◆ Your goal
Extract exactly and only the lines of the data below, starting at the line with "If you could drop a marker on the standing" and stopping after the final line.

-- START --

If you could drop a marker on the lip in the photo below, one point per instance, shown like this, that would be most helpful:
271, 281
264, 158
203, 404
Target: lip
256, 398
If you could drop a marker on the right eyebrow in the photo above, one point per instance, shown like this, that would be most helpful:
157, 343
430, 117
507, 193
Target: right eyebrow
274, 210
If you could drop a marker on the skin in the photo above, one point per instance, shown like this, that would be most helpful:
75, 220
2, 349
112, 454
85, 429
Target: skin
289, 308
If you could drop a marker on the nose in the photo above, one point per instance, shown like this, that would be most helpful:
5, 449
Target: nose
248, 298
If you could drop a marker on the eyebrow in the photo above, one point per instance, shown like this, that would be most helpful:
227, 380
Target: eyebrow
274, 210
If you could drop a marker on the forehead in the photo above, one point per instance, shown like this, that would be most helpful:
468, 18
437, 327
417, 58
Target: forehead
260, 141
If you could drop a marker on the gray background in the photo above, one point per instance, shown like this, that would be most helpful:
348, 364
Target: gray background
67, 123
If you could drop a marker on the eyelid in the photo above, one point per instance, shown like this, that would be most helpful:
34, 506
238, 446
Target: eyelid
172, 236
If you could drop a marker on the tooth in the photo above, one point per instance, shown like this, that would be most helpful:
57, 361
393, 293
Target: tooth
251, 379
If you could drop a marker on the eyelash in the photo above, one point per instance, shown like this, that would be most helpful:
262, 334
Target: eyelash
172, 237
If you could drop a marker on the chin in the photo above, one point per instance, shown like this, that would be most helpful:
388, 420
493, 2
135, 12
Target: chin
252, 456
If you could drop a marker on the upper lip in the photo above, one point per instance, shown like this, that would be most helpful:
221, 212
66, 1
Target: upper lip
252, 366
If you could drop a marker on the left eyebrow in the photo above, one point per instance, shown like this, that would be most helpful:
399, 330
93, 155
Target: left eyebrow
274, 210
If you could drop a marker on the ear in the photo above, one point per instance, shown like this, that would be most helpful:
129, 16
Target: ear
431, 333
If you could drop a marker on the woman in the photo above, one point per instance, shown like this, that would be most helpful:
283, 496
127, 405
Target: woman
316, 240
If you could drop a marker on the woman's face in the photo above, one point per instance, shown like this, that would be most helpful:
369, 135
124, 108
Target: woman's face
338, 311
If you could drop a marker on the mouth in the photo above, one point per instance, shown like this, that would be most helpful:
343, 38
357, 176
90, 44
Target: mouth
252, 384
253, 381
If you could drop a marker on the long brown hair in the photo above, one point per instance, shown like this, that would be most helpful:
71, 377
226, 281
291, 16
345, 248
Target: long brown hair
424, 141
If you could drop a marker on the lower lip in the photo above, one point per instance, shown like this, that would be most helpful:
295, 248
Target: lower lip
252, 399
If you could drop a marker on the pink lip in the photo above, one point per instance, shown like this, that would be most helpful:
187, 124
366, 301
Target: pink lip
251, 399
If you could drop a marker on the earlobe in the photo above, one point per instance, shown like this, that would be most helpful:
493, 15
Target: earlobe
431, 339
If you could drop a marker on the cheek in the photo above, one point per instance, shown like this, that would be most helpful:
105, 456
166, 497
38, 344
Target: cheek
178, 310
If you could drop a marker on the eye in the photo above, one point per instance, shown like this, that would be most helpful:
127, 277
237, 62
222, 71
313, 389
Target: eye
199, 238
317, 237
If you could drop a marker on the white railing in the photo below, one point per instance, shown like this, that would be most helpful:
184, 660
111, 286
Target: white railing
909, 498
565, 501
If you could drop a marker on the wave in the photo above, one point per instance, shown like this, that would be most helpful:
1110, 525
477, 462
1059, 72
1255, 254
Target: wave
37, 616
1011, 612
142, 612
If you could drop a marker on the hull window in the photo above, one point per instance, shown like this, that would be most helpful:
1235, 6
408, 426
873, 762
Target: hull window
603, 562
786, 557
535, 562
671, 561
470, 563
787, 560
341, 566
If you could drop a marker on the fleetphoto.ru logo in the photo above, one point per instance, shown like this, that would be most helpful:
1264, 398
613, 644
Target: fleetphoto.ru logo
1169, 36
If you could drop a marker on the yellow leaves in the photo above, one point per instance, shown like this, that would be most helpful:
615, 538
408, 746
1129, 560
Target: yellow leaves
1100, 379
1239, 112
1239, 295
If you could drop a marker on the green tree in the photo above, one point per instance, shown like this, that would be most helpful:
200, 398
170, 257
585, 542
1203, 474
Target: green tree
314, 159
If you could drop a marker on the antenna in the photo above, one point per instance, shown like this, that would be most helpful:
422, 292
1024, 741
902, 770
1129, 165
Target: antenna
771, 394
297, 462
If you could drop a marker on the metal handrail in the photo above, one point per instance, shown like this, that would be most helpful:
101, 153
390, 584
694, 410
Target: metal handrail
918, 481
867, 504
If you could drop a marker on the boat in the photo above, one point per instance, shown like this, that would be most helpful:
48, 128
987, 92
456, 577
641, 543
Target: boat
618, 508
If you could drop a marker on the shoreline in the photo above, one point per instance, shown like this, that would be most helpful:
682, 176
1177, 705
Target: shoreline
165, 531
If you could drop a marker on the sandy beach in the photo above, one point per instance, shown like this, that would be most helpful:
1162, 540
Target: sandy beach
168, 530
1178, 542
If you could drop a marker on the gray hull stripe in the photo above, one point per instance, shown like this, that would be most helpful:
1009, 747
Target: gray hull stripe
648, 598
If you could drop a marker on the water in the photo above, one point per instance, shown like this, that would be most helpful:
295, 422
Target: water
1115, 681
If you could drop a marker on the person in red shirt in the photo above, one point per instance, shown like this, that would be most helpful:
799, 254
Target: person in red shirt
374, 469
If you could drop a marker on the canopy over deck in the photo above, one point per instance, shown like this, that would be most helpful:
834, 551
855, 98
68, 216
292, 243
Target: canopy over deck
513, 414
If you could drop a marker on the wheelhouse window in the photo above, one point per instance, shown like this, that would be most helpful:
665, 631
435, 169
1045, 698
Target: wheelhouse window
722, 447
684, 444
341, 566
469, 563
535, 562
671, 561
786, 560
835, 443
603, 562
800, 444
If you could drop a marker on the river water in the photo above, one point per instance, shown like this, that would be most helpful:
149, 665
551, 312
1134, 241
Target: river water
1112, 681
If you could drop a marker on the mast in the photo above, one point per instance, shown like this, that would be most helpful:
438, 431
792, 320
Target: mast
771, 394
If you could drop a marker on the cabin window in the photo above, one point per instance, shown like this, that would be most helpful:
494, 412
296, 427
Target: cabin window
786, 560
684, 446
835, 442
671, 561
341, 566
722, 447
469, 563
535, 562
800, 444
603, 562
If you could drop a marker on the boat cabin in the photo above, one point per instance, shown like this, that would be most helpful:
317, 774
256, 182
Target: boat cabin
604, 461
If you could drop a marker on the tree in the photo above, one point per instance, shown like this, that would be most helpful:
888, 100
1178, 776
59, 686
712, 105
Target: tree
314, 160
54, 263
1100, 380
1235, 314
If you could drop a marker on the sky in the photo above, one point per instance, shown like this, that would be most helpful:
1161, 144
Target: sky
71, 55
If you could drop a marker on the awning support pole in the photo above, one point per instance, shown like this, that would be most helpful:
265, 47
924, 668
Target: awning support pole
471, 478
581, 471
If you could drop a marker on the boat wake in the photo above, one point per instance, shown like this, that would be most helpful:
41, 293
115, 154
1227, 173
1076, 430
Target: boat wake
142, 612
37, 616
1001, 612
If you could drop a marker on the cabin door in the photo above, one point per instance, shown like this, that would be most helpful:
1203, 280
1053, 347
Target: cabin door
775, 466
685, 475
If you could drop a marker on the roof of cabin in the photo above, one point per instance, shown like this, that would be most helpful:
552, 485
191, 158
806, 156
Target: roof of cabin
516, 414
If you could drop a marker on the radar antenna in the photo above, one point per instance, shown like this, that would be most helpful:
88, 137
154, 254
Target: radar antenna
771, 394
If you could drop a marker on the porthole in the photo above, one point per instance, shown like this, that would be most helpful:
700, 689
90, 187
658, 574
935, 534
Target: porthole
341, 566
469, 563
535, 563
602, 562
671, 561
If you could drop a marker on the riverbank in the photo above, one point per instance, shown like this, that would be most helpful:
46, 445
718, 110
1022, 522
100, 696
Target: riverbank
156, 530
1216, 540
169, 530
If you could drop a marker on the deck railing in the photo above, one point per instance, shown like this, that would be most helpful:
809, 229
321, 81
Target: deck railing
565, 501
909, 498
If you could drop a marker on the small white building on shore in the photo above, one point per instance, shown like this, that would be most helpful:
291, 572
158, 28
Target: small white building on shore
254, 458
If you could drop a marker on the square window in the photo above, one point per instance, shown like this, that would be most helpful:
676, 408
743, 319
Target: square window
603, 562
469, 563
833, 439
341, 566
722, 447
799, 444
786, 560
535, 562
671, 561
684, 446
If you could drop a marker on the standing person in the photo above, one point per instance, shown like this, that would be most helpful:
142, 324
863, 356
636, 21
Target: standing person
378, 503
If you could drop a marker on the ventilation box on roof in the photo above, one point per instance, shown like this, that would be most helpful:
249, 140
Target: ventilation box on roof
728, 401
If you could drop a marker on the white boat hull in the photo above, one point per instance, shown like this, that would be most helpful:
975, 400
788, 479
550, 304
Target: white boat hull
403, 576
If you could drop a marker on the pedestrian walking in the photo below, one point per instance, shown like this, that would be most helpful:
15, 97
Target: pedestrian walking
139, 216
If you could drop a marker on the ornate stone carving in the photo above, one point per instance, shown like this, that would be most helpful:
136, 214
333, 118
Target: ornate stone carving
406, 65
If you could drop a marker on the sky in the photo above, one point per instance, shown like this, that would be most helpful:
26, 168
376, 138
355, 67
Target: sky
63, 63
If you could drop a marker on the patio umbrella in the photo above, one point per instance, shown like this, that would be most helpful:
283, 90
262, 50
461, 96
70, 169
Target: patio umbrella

-- END --

◆ Written solution
If you could drop a marker on the standing person in the photo above, one point per instance, shown like this, that would be most helpful:
142, 324
863, 356
636, 21
Target: standing person
378, 503
If you could drop a marker on the ventilation box on roof in the photo above, one point per instance, shown like this, that would be most helpful:
249, 140
Target: ventilation box on roof
728, 401
If you could drop a marker on the white boat hull in the photo above, one point per instance, shown like this, that would be most helpful:
975, 400
788, 479
550, 304
Target: white boat hull
403, 576
If you could drop a marker on the pedestrian walking in the photo below, one point per instance, shown like this, that would be most helpful:
15, 97
Target: pedestrian walking
139, 216
If you could drop a marker on the ornate stone carving in the photo above, one point per instance, shown like this, that would be most helpful:
136, 214
333, 118
Target: ornate stone carving
406, 65
If you could drop a marker on the sky in the photo above, one point per instance, shown like this, that would be most helpful:
26, 168
376, 138
355, 67
Target: sky
63, 63
If you could drop a marker on the patio umbrella in the photo above, one point per instance, shown like this, that would be most helpful:
283, 90
262, 50
461, 96
70, 169
Target: patio umbrella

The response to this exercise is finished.